▶ _Description of the task_:
Copy the data word for word, from its first line through the line containing "positive clicks: (18, 65) (44, 52)", with both ends included.

▶ _Material supplied_:
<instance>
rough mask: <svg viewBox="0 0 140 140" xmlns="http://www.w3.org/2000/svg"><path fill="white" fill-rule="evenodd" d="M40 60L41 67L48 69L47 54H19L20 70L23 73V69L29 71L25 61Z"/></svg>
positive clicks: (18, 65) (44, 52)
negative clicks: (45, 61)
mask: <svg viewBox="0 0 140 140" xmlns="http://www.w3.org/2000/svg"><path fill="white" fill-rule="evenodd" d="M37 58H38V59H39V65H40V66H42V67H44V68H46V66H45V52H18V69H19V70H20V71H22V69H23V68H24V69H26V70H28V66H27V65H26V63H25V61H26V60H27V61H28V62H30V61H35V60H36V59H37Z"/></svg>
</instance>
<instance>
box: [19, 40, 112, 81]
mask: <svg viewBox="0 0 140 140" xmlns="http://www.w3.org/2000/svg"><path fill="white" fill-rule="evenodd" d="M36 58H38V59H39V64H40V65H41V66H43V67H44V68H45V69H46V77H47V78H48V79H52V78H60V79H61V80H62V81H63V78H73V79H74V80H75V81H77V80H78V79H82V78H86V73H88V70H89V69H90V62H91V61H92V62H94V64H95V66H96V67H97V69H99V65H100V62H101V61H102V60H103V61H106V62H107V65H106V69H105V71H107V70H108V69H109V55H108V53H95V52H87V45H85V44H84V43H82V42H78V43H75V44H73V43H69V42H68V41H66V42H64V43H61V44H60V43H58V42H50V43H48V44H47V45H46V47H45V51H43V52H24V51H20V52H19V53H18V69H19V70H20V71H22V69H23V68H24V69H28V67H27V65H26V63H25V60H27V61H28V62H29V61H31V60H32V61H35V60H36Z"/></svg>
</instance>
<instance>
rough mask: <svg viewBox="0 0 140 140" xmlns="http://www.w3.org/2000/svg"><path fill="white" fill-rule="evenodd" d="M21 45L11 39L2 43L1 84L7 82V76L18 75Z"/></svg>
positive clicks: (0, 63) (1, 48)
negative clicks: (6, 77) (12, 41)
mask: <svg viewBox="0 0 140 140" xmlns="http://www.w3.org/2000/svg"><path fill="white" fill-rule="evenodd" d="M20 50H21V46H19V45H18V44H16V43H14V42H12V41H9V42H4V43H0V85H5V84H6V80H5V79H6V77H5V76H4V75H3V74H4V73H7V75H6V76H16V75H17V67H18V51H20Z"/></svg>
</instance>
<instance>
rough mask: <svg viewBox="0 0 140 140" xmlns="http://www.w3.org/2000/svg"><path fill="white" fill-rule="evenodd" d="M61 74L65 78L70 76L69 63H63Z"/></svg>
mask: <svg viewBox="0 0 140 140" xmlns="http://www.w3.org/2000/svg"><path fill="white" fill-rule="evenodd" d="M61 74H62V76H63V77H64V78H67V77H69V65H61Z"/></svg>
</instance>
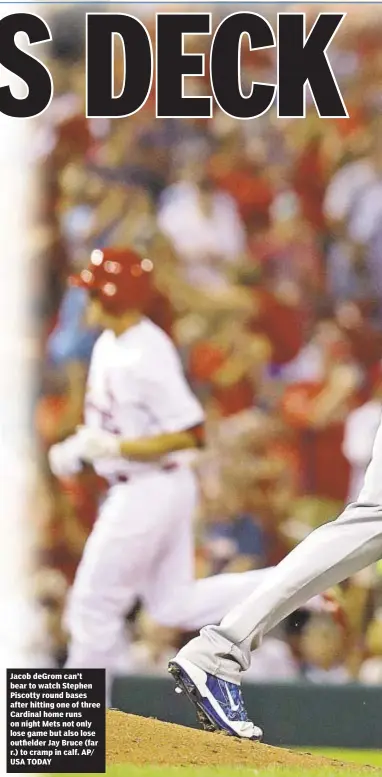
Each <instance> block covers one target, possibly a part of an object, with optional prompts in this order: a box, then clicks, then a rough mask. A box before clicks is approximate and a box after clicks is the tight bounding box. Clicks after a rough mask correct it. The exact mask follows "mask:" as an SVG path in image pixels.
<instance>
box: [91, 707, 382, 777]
mask: <svg viewBox="0 0 382 777" xmlns="http://www.w3.org/2000/svg"><path fill="white" fill-rule="evenodd" d="M106 762H107V765H108V766H111V765H112V764H136V765H139V766H141V765H147V764H151V765H154V764H155V765H166V766H190V765H191V766H251V767H252V768H260V767H262V768H264V767H267V766H276V765H279V766H289V767H293V766H296V767H298V766H299V767H300V768H304V767H305V769H313V768H315V769H320V767H324V766H326V767H328V766H331V767H332V769H335V768H337V769H338V770H339V772H340V771H341V767H342V766H343V764H341V763H340V762H339V761H331V760H329V759H326V758H317V757H315V756H312V755H309V754H306V755H305V754H300V753H292V752H290V751H289V750H283V749H281V748H277V747H269V746H268V745H262V744H259V743H257V742H244V741H243V740H240V739H234V738H233V737H228V736H225V735H224V734H218V733H217V734H214V733H213V734H210V733H207V732H206V731H198V730H194V729H192V728H185V727H184V726H176V725H174V724H173V723H163V722H162V721H160V720H154V719H153V718H140V717H138V716H137V715H126V714H125V713H124V712H118V711H116V710H108V712H107V717H106ZM346 766H347V768H349V764H346ZM350 768H351V767H350ZM355 768H356V769H357V773H358V774H360V773H361V772H363V771H364V772H365V774H374V773H375V774H377V769H373V768H372V767H364V769H362V768H360V767H359V766H357V767H355Z"/></svg>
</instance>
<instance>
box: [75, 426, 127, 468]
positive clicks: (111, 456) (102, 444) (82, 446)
mask: <svg viewBox="0 0 382 777" xmlns="http://www.w3.org/2000/svg"><path fill="white" fill-rule="evenodd" d="M76 440H77V450H78V452H79V456H80V458H81V459H82V461H86V462H88V463H90V464H91V463H93V461H96V460H97V459H114V458H117V457H118V456H120V455H121V438H120V437H119V436H118V435H116V434H112V433H111V432H106V431H105V430H104V429H92V428H91V427H89V426H80V427H79V428H78V429H77V434H76Z"/></svg>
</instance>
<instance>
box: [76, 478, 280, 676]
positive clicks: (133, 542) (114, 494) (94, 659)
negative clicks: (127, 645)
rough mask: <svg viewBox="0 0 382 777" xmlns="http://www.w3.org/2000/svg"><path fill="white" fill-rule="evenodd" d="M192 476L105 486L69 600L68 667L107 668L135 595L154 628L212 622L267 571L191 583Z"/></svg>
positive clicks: (194, 508)
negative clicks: (155, 626)
mask: <svg viewBox="0 0 382 777" xmlns="http://www.w3.org/2000/svg"><path fill="white" fill-rule="evenodd" d="M197 499H198V489H197V484H196V480H195V477H194V475H193V473H192V472H191V470H189V469H188V468H186V467H182V468H179V469H177V470H174V471H171V472H163V471H153V472H152V473H149V474H144V475H141V476H136V477H134V478H132V480H131V481H130V482H128V483H123V484H119V485H116V486H113V487H112V488H110V490H109V492H108V495H107V497H106V500H105V501H104V503H103V504H102V506H101V508H100V512H99V517H98V519H97V521H96V523H95V526H94V528H93V531H92V533H91V535H90V537H89V539H88V541H87V544H86V546H85V550H84V554H83V557H82V560H81V562H80V565H79V568H78V571H77V575H76V578H75V581H74V584H73V588H72V591H71V595H70V598H69V603H68V609H67V614H66V625H67V628H68V631H69V635H70V643H69V655H68V662H67V666H69V667H76V668H77V667H78V668H81V667H104V668H110V669H112V668H113V666H114V665H115V661H116V658H117V656H118V653H119V649H120V645H121V640H122V638H123V627H124V616H125V615H126V613H127V612H128V611H129V610H130V609H131V608H132V606H133V605H134V604H135V602H136V600H137V598H138V597H139V598H141V599H142V601H143V603H144V605H145V607H146V609H147V611H148V613H149V614H150V615H151V617H152V618H153V620H154V621H156V622H157V623H159V624H161V625H166V626H175V627H180V628H182V629H185V630H190V631H193V630H196V629H200V628H201V627H202V626H204V625H205V624H206V623H219V621H220V620H221V618H222V617H223V615H224V613H225V612H227V610H228V609H229V608H230V607H233V606H234V605H235V604H237V603H238V602H239V601H241V600H242V599H243V597H245V596H247V595H248V594H249V593H250V592H251V591H252V590H253V588H254V587H255V586H256V585H258V584H259V583H260V582H261V581H262V580H263V579H264V577H265V576H266V574H268V572H267V570H258V571H257V570H255V571H253V572H248V573H244V574H229V575H228V574H227V575H219V576H216V577H211V578H207V579H203V580H197V581H195V579H194V537H193V517H194V513H195V508H196V504H197Z"/></svg>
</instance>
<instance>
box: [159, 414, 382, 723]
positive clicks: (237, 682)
mask: <svg viewBox="0 0 382 777" xmlns="http://www.w3.org/2000/svg"><path fill="white" fill-rule="evenodd" d="M381 557H382V422H381V423H380V426H379V429H378V431H377V435H376V438H375V441H374V448H373V454H372V460H371V462H370V464H369V467H368V469H367V471H366V475H365V480H364V485H363V488H362V490H361V492H360V494H359V496H358V499H357V501H356V502H354V503H352V504H350V505H349V506H348V507H347V508H346V509H345V510H344V512H343V513H342V514H341V515H340V517H339V518H337V520H335V521H332V522H330V523H327V524H325V525H324V526H321V527H320V528H319V529H316V530H315V531H313V532H312V533H311V534H310V535H309V536H308V537H307V539H305V540H304V541H303V542H302V543H301V544H300V545H299V546H298V547H297V548H295V549H294V550H293V551H292V552H291V553H290V554H289V556H287V557H286V558H285V559H284V560H283V561H281V563H280V564H279V565H278V566H277V567H275V568H274V569H273V570H271V572H269V574H268V575H267V577H266V578H265V580H264V582H263V583H261V584H260V586H258V587H257V588H256V590H254V591H253V592H252V594H251V595H250V596H249V597H248V598H247V599H244V600H243V601H242V603H241V604H239V605H238V606H236V607H235V608H234V609H232V610H231V612H229V613H228V615H226V616H225V618H223V620H222V622H221V624H220V626H207V627H206V628H204V629H202V631H201V633H200V636H199V637H197V638H196V639H193V640H191V641H190V642H189V643H188V645H186V646H185V647H184V648H183V649H182V650H181V651H180V652H179V653H178V655H177V656H176V657H175V658H174V659H173V661H171V662H170V664H169V671H170V672H171V674H172V675H173V676H174V678H175V680H176V682H177V685H178V686H179V687H180V688H181V689H183V690H184V691H185V692H186V694H187V696H189V698H190V699H191V700H192V702H193V703H194V704H195V706H196V707H197V709H198V711H199V719H200V718H201V717H202V718H203V719H204V723H205V725H206V726H207V727H210V728H216V729H223V730H224V731H226V732H228V733H229V734H232V735H234V736H238V737H243V738H246V739H259V738H261V735H262V732H261V730H260V729H259V728H258V727H257V726H255V725H254V724H253V723H252V721H251V720H249V718H248V715H247V713H246V710H245V706H244V700H243V696H242V692H241V688H240V679H241V673H242V672H244V671H245V670H246V669H248V667H249V665H250V661H251V651H252V650H254V649H255V648H256V647H257V646H258V645H259V643H260V641H261V639H262V637H263V635H264V634H266V633H267V632H268V631H270V629H272V628H273V627H274V626H276V624H277V623H279V622H280V621H281V620H282V619H283V618H285V617H286V616H287V615H289V614H290V613H291V612H293V610H295V609H297V608H298V607H300V606H301V605H302V604H304V602H306V601H307V599H308V598H309V597H312V596H315V595H316V594H318V593H320V592H321V591H324V590H325V589H327V588H329V587H330V586H333V585H335V584H337V583H339V582H341V581H342V580H345V579H346V578H347V577H349V576H351V575H353V574H355V573H356V572H358V571H359V570H361V569H362V568H364V567H366V566H369V565H370V564H373V563H374V562H376V561H378V559H380V558H381Z"/></svg>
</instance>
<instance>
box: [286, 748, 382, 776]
mask: <svg viewBox="0 0 382 777" xmlns="http://www.w3.org/2000/svg"><path fill="white" fill-rule="evenodd" d="M299 751H300V752H302V749H301V748H299ZM307 751H309V753H315V755H324V756H326V758H336V759H337V761H352V762H353V763H356V764H367V765H368V766H380V767H381V777H382V750H334V749H329V748H327V749H326V750H325V749H323V748H321V749H319V750H317V749H311V748H307Z"/></svg>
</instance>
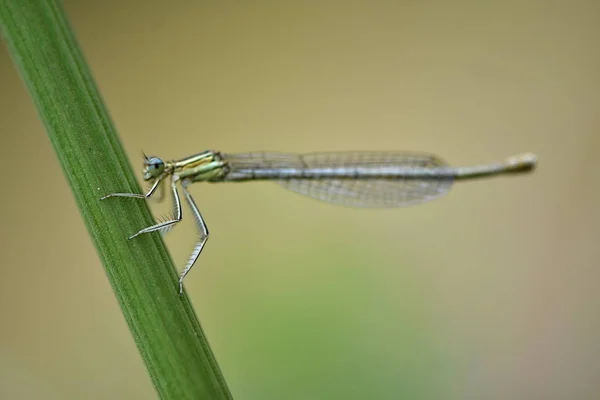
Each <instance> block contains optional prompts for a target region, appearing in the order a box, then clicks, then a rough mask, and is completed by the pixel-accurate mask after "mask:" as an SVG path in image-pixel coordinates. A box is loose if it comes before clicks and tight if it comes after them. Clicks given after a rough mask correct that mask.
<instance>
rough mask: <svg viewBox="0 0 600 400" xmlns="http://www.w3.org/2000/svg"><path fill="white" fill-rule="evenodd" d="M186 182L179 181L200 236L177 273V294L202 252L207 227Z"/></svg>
mask: <svg viewBox="0 0 600 400" xmlns="http://www.w3.org/2000/svg"><path fill="white" fill-rule="evenodd" d="M188 184H189V181H187V180H184V181H183V182H182V183H181V187H182V190H183V195H184V196H185V200H186V201H187V203H188V204H189V205H190V208H191V209H192V214H193V215H194V220H195V221H196V226H197V227H198V231H199V232H200V237H199V239H198V242H197V243H196V245H195V246H194V250H193V251H192V254H191V255H190V258H189V260H188V262H187V264H186V266H185V268H184V269H183V271H182V272H181V275H179V294H181V293H183V279H184V278H185V276H186V275H187V274H188V272H190V270H191V269H192V267H193V266H194V264H195V263H196V260H197V259H198V256H200V253H201V252H202V249H203V248H204V245H205V244H206V241H207V240H208V228H207V227H206V223H205V222H204V218H202V214H200V209H198V206H197V205H196V202H195V201H194V199H193V198H192V195H191V194H190V192H188V190H187V186H188Z"/></svg>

▶ _Solution for this exercise_:
<instance>
rough mask: <svg viewBox="0 0 140 140" xmlns="http://www.w3.org/2000/svg"><path fill="white" fill-rule="evenodd" d="M40 60L41 67L48 69L47 54H19L20 70L23 73V69L29 71L25 61Z"/></svg>
positive clicks: (18, 65) (44, 52)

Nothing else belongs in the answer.